## [WHAT IS NEEDED]
Every record that follows must be duplicated exactly, with images left out.

(Excerpts from point annotation data)
▽
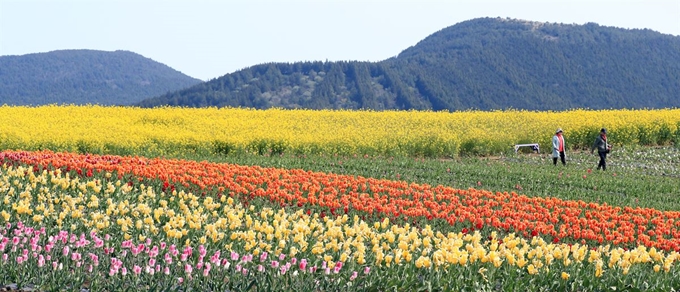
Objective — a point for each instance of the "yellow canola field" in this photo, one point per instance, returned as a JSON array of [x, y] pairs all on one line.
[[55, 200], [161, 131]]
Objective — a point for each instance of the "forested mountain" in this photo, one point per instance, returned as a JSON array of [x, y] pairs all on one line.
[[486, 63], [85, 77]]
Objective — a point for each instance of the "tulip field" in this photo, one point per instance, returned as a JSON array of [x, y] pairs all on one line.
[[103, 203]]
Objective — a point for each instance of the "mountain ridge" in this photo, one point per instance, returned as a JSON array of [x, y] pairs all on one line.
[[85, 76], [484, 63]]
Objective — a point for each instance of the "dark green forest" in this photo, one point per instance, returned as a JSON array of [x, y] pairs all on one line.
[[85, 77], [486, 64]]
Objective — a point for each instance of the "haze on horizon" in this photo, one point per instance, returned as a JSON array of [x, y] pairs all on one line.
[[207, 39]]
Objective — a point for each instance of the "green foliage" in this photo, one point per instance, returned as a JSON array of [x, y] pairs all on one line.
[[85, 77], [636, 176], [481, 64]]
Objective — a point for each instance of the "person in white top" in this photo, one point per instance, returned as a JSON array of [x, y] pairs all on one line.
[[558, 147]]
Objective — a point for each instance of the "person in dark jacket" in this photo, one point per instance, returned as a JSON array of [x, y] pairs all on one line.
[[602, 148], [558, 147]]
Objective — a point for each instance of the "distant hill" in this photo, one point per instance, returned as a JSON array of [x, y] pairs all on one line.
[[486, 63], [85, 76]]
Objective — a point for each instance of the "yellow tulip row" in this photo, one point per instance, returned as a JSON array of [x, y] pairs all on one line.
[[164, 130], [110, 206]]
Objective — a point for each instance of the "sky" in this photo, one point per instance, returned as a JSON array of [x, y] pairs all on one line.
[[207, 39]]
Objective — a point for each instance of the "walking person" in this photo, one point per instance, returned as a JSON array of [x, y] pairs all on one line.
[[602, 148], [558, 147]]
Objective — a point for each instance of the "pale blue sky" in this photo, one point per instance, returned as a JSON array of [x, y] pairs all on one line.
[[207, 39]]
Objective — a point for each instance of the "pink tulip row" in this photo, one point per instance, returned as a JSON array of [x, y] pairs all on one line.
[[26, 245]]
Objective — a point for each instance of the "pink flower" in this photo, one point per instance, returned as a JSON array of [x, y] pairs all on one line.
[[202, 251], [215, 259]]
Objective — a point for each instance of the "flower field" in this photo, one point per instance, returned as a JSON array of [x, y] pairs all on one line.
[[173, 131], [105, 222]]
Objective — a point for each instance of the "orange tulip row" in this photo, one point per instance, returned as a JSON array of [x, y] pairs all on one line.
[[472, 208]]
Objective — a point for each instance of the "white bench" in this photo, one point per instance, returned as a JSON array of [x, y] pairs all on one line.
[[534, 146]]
△
## [TASK OUTPUT]
Objective — a point for each instance of the "yellow canola field" in this photo, one point per instance, returned as a JSON array of [x, y] pairs all on one line.
[[55, 200], [161, 131]]
Objective — a point for each instance of the "forested mountain" in this photo, one point per instance, returned as a JSON array of [x, y] pairs all on one line.
[[486, 63], [85, 77]]
Objective — a point for each instance of the "tulip field" in this photo, one point per instance, returned as a JSON array of [x, y] pairs all on one line.
[[103, 203]]
Objective — a point for each instance of the "mountain ridge" in this photo, one point per instance, returned as a JSON array of [x, y] pairs all on one line.
[[85, 76], [484, 63]]
Objective — a point for each instance of the "dark green forest" in this photo, one point per instance, returned as a JSON array of [x, y] pairs all on one line.
[[85, 77], [486, 64]]
Objective — a point for each instance of the "haze on horizon" in this photo, one point per instance, returned as a JSON array of [x, y] pairs all on one line.
[[207, 39]]
Objective — a point for each instance of the "green foliage" in this photo, one point per instance, returned as a JSON array of [x, y] pairs all on one line.
[[85, 77], [636, 176], [481, 64]]
Objective — a point for each instance of the "person in white top" in this photo, one point per instance, returned as a JSON array of [x, y] pairs all on one line.
[[558, 147]]
Objective — a point for each instance of the "person in dark jacket" in this photo, one point per instance, returned as a JSON array of [x, y] pairs all on one line.
[[602, 148], [558, 147]]
Objective — a point for each instance of the "distant hill" in this photo, one point per instance, returned as a JSON array of [x, y] pairs all on one line.
[[486, 63], [85, 76]]
Objective — a point for each instance of the "yellow tulip row" in this photo, one point per instance, returned as a JSON array of [x, y] pairs all on one line.
[[164, 130], [110, 206]]
Objective — a point for each instance of the "sky" in this photo, one point per instance, returned as a JSON array of [x, y] pairs all on one line.
[[207, 39]]
Objective — a point for each instance of the "walking person" in this photo, one point per instance, returned as a JSON array of [x, y] pairs all on one line.
[[602, 148], [558, 147]]
Objective — a point for each instance of the "pale blue sky" in this photo, one point per instance, returned as a JSON array of [x, y] pairs all on one line.
[[207, 39]]
Objective — a point for each instance of the "pink tulip row" in this photo, one point per instance, returned as a JSON array of [x, y] pairs all on one line.
[[26, 245]]
Objective — a point for each instance of the "pink flower" in this photo, one point per instance, returned as a JSON array of [x, y] pairs all on one line.
[[202, 251], [215, 259]]
Objective — a point for each instance of the "flower field" in this photo, one point per instance, returned as a JSON array of [x, y] pairs all on one line.
[[173, 131], [105, 222]]
Objective — a point for each instance of the "orange tulip row" in this photo, one point per instance, returned as a JSON array of [x, y] pairs all on one line.
[[472, 208]]
Objective — a point for each instance of the "white bench" in this photo, one point per instance, returned as a JSON array of [x, y] pairs all on one line.
[[534, 146]]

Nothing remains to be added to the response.